# Job
In full and without alteration, repeat the material.
-------- Excerpted data --------
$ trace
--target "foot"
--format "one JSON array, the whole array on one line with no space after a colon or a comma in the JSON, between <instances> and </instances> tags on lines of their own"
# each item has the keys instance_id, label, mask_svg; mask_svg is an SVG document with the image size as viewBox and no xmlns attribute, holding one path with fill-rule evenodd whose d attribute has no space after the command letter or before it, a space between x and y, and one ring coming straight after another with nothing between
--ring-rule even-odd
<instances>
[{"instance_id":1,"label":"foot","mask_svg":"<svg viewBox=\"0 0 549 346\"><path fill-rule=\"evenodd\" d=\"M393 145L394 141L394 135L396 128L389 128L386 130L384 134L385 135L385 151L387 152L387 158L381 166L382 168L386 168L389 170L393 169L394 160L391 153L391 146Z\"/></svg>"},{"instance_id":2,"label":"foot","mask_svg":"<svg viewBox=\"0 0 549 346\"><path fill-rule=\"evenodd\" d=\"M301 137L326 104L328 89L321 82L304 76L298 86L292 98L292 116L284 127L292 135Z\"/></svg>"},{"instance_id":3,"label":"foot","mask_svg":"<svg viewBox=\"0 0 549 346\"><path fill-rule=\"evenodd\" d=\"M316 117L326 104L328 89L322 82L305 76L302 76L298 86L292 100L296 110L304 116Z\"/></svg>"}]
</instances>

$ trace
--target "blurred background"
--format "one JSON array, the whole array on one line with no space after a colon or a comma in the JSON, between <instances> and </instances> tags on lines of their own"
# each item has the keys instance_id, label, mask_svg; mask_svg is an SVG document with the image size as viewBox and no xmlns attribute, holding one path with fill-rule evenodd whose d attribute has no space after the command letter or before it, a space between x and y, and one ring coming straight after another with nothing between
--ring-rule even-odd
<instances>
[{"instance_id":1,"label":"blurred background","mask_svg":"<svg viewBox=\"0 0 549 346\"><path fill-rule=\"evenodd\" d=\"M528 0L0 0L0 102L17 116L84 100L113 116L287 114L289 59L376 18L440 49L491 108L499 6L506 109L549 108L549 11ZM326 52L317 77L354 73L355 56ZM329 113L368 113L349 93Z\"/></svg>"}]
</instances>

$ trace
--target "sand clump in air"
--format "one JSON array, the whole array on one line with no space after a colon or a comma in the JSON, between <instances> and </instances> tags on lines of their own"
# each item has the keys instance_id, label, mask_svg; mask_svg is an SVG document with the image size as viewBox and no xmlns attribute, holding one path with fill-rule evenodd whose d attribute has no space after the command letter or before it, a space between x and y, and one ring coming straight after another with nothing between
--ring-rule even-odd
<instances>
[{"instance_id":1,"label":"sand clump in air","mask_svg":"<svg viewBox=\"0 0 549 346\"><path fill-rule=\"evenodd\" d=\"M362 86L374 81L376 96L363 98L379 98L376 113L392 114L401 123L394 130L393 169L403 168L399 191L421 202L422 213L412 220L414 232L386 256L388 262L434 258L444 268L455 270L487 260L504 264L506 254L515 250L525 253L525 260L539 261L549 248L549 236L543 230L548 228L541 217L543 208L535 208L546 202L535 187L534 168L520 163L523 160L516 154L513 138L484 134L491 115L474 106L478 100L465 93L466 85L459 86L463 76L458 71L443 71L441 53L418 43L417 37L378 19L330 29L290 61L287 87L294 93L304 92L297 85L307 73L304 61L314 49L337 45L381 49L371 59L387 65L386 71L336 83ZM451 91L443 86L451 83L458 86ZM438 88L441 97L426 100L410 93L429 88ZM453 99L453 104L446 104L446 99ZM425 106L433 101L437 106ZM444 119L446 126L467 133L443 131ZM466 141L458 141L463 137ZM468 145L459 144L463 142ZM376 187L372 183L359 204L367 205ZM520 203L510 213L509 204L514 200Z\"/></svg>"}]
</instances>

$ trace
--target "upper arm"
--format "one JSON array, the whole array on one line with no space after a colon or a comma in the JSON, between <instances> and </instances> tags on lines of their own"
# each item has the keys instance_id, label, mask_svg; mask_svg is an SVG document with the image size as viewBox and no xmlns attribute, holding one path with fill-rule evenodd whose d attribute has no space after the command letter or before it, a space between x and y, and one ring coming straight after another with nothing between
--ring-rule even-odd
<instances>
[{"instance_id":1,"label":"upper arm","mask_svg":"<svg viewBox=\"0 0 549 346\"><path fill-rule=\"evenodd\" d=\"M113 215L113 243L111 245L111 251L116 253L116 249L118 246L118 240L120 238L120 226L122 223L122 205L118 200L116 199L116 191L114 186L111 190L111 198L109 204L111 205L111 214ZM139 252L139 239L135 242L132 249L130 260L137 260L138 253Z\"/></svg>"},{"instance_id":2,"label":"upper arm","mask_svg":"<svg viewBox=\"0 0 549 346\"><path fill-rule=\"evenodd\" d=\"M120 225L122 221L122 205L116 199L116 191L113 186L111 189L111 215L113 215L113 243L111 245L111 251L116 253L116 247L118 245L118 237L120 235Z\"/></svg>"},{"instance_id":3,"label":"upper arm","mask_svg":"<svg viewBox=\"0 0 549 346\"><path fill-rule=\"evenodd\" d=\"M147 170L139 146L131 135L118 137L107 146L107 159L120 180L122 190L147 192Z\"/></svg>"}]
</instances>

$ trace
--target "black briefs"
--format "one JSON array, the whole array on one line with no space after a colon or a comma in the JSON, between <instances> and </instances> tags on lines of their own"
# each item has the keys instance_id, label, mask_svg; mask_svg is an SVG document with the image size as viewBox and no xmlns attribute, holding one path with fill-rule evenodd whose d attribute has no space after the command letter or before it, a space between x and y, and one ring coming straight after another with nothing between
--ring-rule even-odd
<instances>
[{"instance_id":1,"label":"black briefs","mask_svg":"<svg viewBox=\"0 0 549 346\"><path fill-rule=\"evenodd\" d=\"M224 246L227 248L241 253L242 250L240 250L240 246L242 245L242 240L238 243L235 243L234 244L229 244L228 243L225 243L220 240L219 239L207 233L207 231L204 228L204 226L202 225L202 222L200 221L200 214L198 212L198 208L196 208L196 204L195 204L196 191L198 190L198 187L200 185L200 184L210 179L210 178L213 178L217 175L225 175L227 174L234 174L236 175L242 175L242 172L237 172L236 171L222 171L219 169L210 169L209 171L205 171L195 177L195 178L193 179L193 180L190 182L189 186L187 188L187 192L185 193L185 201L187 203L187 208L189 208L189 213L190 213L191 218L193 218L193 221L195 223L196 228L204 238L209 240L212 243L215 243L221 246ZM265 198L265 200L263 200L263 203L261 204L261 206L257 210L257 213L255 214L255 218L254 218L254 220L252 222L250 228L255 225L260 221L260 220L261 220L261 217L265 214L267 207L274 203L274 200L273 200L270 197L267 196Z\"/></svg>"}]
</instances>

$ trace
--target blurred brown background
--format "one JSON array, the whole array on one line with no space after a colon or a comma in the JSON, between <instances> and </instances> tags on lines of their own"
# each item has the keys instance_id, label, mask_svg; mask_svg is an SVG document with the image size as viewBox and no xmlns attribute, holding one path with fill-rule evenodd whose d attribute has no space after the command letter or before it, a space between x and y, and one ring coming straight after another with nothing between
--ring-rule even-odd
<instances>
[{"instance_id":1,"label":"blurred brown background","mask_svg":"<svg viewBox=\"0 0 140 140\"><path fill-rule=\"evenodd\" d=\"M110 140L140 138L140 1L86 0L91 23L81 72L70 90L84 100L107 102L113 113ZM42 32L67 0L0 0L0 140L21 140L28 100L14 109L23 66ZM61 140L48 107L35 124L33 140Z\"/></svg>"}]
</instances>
--------
# Written reply
$ trace
--target "foot"
--format "one JSON array, the whole array on one line with no space after a colon or a comma in the JSON, between <instances> and </instances> tags on lines of their own"
# each item has the keys instance_id, label, mask_svg; mask_svg is an SVG document with the image size as viewBox and no xmlns attribute, holding one path with fill-rule evenodd whose d attribute has no space after the command letter or before it, a space between x and y, and one ring coming straight after another with nothing between
--ring-rule even-odd
<instances>
[{"instance_id":1,"label":"foot","mask_svg":"<svg viewBox=\"0 0 549 346\"><path fill-rule=\"evenodd\" d=\"M393 145L394 141L394 135L396 128L389 128L386 130L384 134L385 135L385 151L387 152L387 158L381 166L382 168L386 168L389 170L393 169L394 160L391 153L391 146Z\"/></svg>"},{"instance_id":2,"label":"foot","mask_svg":"<svg viewBox=\"0 0 549 346\"><path fill-rule=\"evenodd\" d=\"M301 137L326 104L328 89L321 82L304 76L298 86L292 98L292 116L284 127L292 135Z\"/></svg>"},{"instance_id":3,"label":"foot","mask_svg":"<svg viewBox=\"0 0 549 346\"><path fill-rule=\"evenodd\" d=\"M316 117L326 104L328 89L322 82L305 76L302 76L298 86L292 100L296 110L304 116Z\"/></svg>"}]
</instances>

$ trace
--target "blurred background"
--format "one JSON array, the whole array on one line with no space after a colon or a comma in the JSON, between <instances> and </instances> tags on lines of their own"
# each item has the keys instance_id, label, mask_svg; mask_svg is an SVG document with the image size as viewBox and no xmlns attribute, holding one path with fill-rule evenodd whose d attribute has no space after the command letter or before it, a space between x and y, and one ring coming straight after another with nothing between
--ring-rule even-odd
<instances>
[{"instance_id":1,"label":"blurred background","mask_svg":"<svg viewBox=\"0 0 549 346\"><path fill-rule=\"evenodd\" d=\"M528 0L0 0L0 102L17 116L84 100L113 116L287 114L289 59L376 18L440 49L491 108L499 6L506 109L549 108L549 11ZM326 52L317 77L354 73L355 56ZM329 113L368 113L349 93Z\"/></svg>"}]
</instances>

$ trace
--target "sand clump in air"
--format "one JSON array, the whole array on one line with no space after a colon or a comma in the JSON, between <instances> and </instances> tags on lines of their own"
# each item has the keys instance_id, label, mask_svg; mask_svg is an SVG document with the image size as viewBox and no xmlns attribute, holding one path with fill-rule evenodd whose d attribute has no space after the command letter or before it, a space between x and y, and one ring coming straight after another with nothing between
--ring-rule even-odd
<instances>
[{"instance_id":1,"label":"sand clump in air","mask_svg":"<svg viewBox=\"0 0 549 346\"><path fill-rule=\"evenodd\" d=\"M362 86L374 81L376 96L363 98L379 98L376 113L392 114L401 123L394 130L393 169L403 168L399 191L421 202L422 213L412 220L414 232L386 256L388 262L434 258L444 268L455 270L487 260L504 264L506 254L515 250L525 253L525 260L539 261L549 248L549 236L543 230L548 228L541 217L543 208L535 208L546 202L535 187L534 168L520 163L523 160L516 154L513 138L484 134L491 115L474 106L478 100L465 93L466 85L459 86L463 76L458 71L443 71L441 53L418 43L417 37L378 19L330 29L290 61L287 87L294 93L304 92L297 85L307 73L304 61L314 49L337 45L381 49L371 59L387 65L386 71L336 83ZM451 91L443 86L451 83L458 86ZM438 88L441 97L426 100L410 93L429 88ZM453 99L453 104L446 104L446 99ZM425 106L433 101L437 106ZM444 119L446 126L467 133L443 131ZM466 141L458 141L463 137ZM468 145L459 144L463 142ZM376 187L372 183L359 204L367 205ZM520 203L510 213L509 204L514 200Z\"/></svg>"}]
</instances>

$ trace
--target "upper arm"
--format "one JSON array, the whole array on one line with no space after a colon or a comma in the JSON, between <instances> and </instances> tags on lines of their own"
# each item has the keys instance_id, label, mask_svg; mask_svg is an SVG document with the image size as viewBox and no xmlns attribute, holding one path with fill-rule evenodd whose d attribute has no space after the command letter or before it, a space between x and y, and one ring coming straight after another with nothing between
--ring-rule even-odd
<instances>
[{"instance_id":1,"label":"upper arm","mask_svg":"<svg viewBox=\"0 0 549 346\"><path fill-rule=\"evenodd\" d=\"M113 215L113 243L111 245L111 251L116 253L116 249L118 246L118 240L120 238L120 226L122 223L122 205L118 200L116 199L116 191L114 186L111 190L111 198L109 204L111 205L111 214ZM139 252L139 239L135 242L132 249L130 260L137 260L138 253Z\"/></svg>"},{"instance_id":2,"label":"upper arm","mask_svg":"<svg viewBox=\"0 0 549 346\"><path fill-rule=\"evenodd\" d=\"M120 225L122 221L122 205L116 199L116 191L113 186L111 189L111 215L113 215L113 243L111 245L111 251L116 253L116 247L118 245L118 237L120 235Z\"/></svg>"},{"instance_id":3,"label":"upper arm","mask_svg":"<svg viewBox=\"0 0 549 346\"><path fill-rule=\"evenodd\" d=\"M147 170L139 146L131 135L118 137L107 146L107 159L120 180L122 190L147 192Z\"/></svg>"}]
</instances>

$ trace
--target "black briefs"
--format "one JSON array, the whole array on one line with no space after a colon or a comma in the JSON, between <instances> and </instances> tags on lines of their own"
# each item has the keys instance_id, label, mask_svg; mask_svg is an SVG document with the image size as viewBox and no xmlns attribute, holding one path with fill-rule evenodd whose d attribute has no space after the command letter or before it, a space between x and y, and one ring coming straight after another with nothing between
--ring-rule even-odd
<instances>
[{"instance_id":1,"label":"black briefs","mask_svg":"<svg viewBox=\"0 0 549 346\"><path fill-rule=\"evenodd\" d=\"M224 246L227 248L241 253L242 250L240 250L240 246L242 245L242 240L238 243L235 243L234 244L229 244L228 243L225 243L220 240L219 239L207 233L207 231L204 228L204 226L202 225L202 222L200 221L200 214L198 212L198 208L196 208L196 204L195 204L196 191L198 190L198 187L200 185L200 184L210 179L210 178L213 178L217 175L225 175L227 174L234 174L236 175L242 175L242 172L237 172L236 171L222 171L219 169L210 169L209 171L205 171L195 177L195 178L193 179L193 180L190 182L189 186L187 188L187 192L185 193L185 201L187 203L187 208L189 208L189 213L190 213L191 218L193 218L193 221L195 223L196 228L204 238L209 240L212 243L215 243L221 246ZM265 198L265 200L263 200L263 203L261 204L261 206L257 210L257 213L255 214L255 218L254 218L254 220L252 222L250 228L255 225L260 221L260 220L261 220L261 217L265 214L267 207L274 203L274 200L273 200L270 197L267 196Z\"/></svg>"}]
</instances>

$ trace
--target blurred brown background
--format "one JSON array, the whole array on one line with no space after a colon or a comma in the JSON, between <instances> and </instances> tags on lines of their own"
# each item has the keys instance_id, label, mask_svg; mask_svg is an SVG document with the image size as viewBox and no xmlns attribute, holding one path with fill-rule evenodd whose d attribute has no space after the command letter or before it, a space between x and y, and one ring coming straight after another with nothing between
--ring-rule even-odd
<instances>
[{"instance_id":1,"label":"blurred brown background","mask_svg":"<svg viewBox=\"0 0 140 140\"><path fill-rule=\"evenodd\" d=\"M110 140L140 138L140 1L86 0L91 23L81 72L70 90L84 100L107 102L113 113ZM42 32L67 0L0 0L0 140L21 140L28 100L14 109L23 66ZM61 140L48 107L35 124L33 140Z\"/></svg>"}]
</instances>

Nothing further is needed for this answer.